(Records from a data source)
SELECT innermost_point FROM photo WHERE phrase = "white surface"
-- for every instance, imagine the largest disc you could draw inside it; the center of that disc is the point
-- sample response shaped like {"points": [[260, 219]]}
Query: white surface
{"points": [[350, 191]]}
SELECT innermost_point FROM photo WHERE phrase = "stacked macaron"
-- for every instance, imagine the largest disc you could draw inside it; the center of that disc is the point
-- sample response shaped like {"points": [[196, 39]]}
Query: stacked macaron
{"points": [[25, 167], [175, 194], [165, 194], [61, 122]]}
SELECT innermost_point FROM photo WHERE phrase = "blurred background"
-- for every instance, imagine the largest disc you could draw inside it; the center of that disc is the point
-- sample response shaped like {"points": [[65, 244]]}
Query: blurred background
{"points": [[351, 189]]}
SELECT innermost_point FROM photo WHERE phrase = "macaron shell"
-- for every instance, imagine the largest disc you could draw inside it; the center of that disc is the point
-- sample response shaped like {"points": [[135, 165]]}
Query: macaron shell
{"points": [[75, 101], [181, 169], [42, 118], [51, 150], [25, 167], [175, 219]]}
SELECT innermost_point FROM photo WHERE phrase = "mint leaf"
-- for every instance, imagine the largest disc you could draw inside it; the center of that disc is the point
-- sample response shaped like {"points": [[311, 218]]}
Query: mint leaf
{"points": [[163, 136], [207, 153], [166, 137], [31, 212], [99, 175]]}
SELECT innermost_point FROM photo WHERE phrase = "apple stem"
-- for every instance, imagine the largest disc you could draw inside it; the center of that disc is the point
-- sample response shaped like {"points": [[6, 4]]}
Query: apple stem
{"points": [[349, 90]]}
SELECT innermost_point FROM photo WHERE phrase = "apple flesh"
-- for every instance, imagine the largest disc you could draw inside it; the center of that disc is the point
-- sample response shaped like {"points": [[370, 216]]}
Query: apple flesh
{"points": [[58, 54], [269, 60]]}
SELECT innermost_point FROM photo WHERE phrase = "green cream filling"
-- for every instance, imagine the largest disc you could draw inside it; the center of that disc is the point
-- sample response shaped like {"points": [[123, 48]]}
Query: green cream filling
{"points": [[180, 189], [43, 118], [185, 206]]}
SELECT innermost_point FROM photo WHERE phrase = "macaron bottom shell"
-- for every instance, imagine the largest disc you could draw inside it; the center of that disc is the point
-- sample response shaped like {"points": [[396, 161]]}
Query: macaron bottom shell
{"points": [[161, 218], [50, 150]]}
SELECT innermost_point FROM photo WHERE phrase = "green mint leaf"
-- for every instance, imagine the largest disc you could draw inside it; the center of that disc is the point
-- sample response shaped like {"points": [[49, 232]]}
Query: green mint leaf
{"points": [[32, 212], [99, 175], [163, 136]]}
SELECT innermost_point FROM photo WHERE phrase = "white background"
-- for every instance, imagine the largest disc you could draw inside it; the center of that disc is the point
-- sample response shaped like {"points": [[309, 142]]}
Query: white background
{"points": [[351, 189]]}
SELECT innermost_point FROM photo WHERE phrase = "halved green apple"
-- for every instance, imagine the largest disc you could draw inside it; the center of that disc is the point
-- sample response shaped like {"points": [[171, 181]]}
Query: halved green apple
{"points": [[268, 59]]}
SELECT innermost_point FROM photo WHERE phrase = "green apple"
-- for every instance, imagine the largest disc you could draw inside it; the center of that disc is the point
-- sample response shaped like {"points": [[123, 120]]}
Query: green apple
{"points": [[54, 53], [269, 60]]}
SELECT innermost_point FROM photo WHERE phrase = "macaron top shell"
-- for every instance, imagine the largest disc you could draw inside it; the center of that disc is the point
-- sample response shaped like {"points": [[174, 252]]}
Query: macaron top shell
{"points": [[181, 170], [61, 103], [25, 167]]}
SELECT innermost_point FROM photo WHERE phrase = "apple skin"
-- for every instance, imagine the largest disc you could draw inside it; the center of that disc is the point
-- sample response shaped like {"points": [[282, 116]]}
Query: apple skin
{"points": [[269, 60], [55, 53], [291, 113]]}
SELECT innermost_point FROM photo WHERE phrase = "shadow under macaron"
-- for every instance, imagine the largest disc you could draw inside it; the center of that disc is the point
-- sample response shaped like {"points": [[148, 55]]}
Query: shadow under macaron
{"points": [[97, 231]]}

...

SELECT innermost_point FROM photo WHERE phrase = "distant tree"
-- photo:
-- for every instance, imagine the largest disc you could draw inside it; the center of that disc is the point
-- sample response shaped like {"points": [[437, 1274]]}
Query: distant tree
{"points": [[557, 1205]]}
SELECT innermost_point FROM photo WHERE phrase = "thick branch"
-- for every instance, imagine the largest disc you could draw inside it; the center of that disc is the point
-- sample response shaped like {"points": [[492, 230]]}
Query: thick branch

* * *

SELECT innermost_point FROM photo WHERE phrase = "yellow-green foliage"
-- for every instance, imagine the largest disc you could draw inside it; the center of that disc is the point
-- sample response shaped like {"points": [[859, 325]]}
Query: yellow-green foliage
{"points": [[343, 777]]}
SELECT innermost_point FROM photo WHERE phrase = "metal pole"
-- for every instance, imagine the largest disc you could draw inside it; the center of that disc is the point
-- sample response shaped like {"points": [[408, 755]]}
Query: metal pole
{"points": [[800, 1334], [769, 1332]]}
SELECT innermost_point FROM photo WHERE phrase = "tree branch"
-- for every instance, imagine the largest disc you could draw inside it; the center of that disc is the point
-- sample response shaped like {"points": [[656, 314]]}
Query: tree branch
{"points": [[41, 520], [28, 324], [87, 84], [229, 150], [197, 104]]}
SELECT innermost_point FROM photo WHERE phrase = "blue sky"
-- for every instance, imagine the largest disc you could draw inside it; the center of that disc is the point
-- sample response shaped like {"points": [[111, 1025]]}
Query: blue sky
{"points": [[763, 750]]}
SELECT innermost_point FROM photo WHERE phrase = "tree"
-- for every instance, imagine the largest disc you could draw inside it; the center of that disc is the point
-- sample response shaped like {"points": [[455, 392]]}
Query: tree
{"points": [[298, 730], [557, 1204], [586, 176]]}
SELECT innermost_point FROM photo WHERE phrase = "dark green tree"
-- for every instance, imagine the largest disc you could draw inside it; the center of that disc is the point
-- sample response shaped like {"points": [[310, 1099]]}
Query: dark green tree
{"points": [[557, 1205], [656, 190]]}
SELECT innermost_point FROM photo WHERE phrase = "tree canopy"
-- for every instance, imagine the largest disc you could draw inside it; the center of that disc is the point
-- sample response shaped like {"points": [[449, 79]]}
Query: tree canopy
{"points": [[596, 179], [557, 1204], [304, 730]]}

TASK DESCRIPTION -> A bare number is the whole answer: state how many lines in the data above contain "thick".

ANSWER -> 2